>> START
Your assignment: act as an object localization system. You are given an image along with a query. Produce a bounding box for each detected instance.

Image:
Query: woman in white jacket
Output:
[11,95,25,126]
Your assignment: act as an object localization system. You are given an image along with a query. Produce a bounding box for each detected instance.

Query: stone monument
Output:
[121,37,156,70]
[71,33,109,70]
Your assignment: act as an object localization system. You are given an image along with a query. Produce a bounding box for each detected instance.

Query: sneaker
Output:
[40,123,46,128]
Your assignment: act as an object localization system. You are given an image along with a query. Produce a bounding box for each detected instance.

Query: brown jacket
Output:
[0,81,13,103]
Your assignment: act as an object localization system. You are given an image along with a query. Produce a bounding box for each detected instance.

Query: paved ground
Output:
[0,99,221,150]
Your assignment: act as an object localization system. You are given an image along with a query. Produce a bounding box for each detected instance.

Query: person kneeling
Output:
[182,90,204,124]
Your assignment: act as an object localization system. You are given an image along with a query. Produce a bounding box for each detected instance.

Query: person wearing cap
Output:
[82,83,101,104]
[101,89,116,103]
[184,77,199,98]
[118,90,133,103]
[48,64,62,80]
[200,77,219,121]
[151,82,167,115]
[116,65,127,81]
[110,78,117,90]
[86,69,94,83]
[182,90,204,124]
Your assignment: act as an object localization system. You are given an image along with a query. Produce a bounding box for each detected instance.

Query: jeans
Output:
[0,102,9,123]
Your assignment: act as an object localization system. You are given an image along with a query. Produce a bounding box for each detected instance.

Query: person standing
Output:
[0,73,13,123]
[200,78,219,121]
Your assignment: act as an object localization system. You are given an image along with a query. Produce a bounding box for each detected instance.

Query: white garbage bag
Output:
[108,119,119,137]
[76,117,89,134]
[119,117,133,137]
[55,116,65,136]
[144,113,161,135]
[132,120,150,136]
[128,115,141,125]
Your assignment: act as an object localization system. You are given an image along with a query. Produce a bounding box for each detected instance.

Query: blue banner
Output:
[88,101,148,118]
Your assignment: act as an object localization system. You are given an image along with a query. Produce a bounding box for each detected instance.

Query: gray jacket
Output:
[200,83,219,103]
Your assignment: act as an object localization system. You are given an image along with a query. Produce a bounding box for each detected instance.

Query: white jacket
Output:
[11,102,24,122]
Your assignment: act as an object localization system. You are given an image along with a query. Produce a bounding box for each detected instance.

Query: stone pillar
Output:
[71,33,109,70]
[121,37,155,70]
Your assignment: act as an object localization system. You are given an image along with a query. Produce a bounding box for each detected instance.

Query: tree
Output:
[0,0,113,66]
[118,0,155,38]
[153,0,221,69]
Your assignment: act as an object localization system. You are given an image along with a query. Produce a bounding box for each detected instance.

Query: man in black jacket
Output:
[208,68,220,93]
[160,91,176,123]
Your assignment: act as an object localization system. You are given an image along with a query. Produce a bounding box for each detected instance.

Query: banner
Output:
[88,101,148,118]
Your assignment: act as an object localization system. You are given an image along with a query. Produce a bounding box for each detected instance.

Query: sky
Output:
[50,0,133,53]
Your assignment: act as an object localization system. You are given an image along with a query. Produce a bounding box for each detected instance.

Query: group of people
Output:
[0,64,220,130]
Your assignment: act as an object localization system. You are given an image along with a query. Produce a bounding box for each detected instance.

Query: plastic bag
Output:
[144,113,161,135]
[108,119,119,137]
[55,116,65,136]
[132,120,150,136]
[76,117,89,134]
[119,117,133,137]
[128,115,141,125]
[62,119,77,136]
>> END
Exercise goal: Rewrite all the items above, replacing every "bounding box" with "enclosing rectangle" and leaving everything else unchanged.

Output of the task:
Your assignment: act as an object localization system. You are given an image along with a query. Produce a enclosing rectangle for each detected instance.

Image:
Query: woman in white jacket
Output:
[11,95,25,126]
Your assignment: act as an object localization system. You are given an image along with a query. Produce a enclosing rectangle for each detected instance.

Query: stone monument
Output:
[121,37,156,70]
[71,33,109,70]
Your assignment: act as an object localization system. You are given an image along with a query. Produce a enclosing rectangle for each detected instance.

Query: sneaker
Output:
[40,123,46,128]
Your assignment: act as an object localization system. You are given an image along with a query. Produce a enclosing rectangle for each detected instance.

Query: brown jacket
Output:
[0,81,13,103]
Your assignment: act as an object localization system. You are given an image along with a query. Produce a enclosing rectangle for each detected instance.

Query: paved ground
Output:
[0,99,221,150]
Your assignment: act as an object localization system. You are given an image along with a query. Produce a enclosing rectangle for each detected instance.

Query: person kneeling
Output:
[182,90,204,124]
Your assignment: act as an object localization system. You are given an image along with a query. Produce a enclosing rectangle for each detected instance.

Query: person wearing cap
Output:
[82,83,101,104]
[101,89,116,103]
[184,77,199,98]
[118,90,133,103]
[48,64,62,80]
[200,77,219,121]
[151,82,167,115]
[116,65,127,81]
[110,78,117,90]
[86,69,94,83]
[182,90,204,124]
Your assignment: act as an object localization system. You are given an image along with a query. Produce a enclosing rectangle for each detected instance.

Query: jeans
Output:
[0,102,9,123]
Your assignment: act as an object localization system. You are given an image along with a query. Produce a enclosing rectangle for each detected instance.

Query: person standing
Output:
[0,73,13,123]
[200,78,219,121]
Your assignment: act as an object localization system. You are given an image along with a query. Produce a enclosing rectangle for each detected instance.

Query: white garbage bag
Output:
[108,119,119,137]
[76,117,89,134]
[119,117,133,137]
[55,116,65,136]
[144,113,161,135]
[132,120,150,136]
[128,115,141,125]
Your assignment: act as an object localization system. You are given an image along with a query. Produce a enclosing rectangle for each detected instance.

Query: blue banner
Output:
[88,101,148,118]
Your assignment: act as an object localization system. You are given an image along with a query. Produce a enclosing rectangle for each detected instance.

Query: gray jacket
Output:
[200,83,219,103]
Your assignment: act as an object localization system. You are given an image along with a query. Produce a enclosing rectangle for each detected instance.

Query: white jacket
Output:
[11,102,24,122]
Your assignment: act as an object localization system. You are given an image along with a query. Produce a enclosing rectangle for each detected instance.

Query: stone pillar
Output:
[71,33,109,70]
[121,37,155,70]
Your assignment: act as an object localization system. You are given an image along with a query. Produce a enclosing rectangle for each detected instance.

Query: tree
Output:
[0,0,113,66]
[118,0,155,38]
[153,0,221,69]
Your assignment: act as an object localization system. You are given an image along with a query. Produce a enclosing rectangle for each detected instance.

Query: man in black jacket
Output:
[208,68,220,93]
[160,91,176,123]
Your assignment: act as an object localization system. You are given an image along with a query. Produce a enclosing rectangle for each detected instance.

Query: banner
Output:
[88,101,148,118]
Your assignment: act as an object localization system. You are given an image along with a query. Produce a enclosing rectangle for each detected instance.

Query: sky
Output:
[50,0,133,53]
Your assignment: act as an object localization system. You are given an image along with a query. Produce a enclosing rectangle for each detected instance.

Query: group of people
Output:
[0,64,220,130]
Your assignment: act as an object localization system. You are given an image along with a query. Produce a enclosing rectangle for each detected instance.

Query: plastic bag
Output:
[144,113,161,135]
[108,119,119,137]
[55,116,65,136]
[132,120,150,136]
[76,117,89,134]
[119,117,133,137]
[128,115,141,125]
[62,119,77,136]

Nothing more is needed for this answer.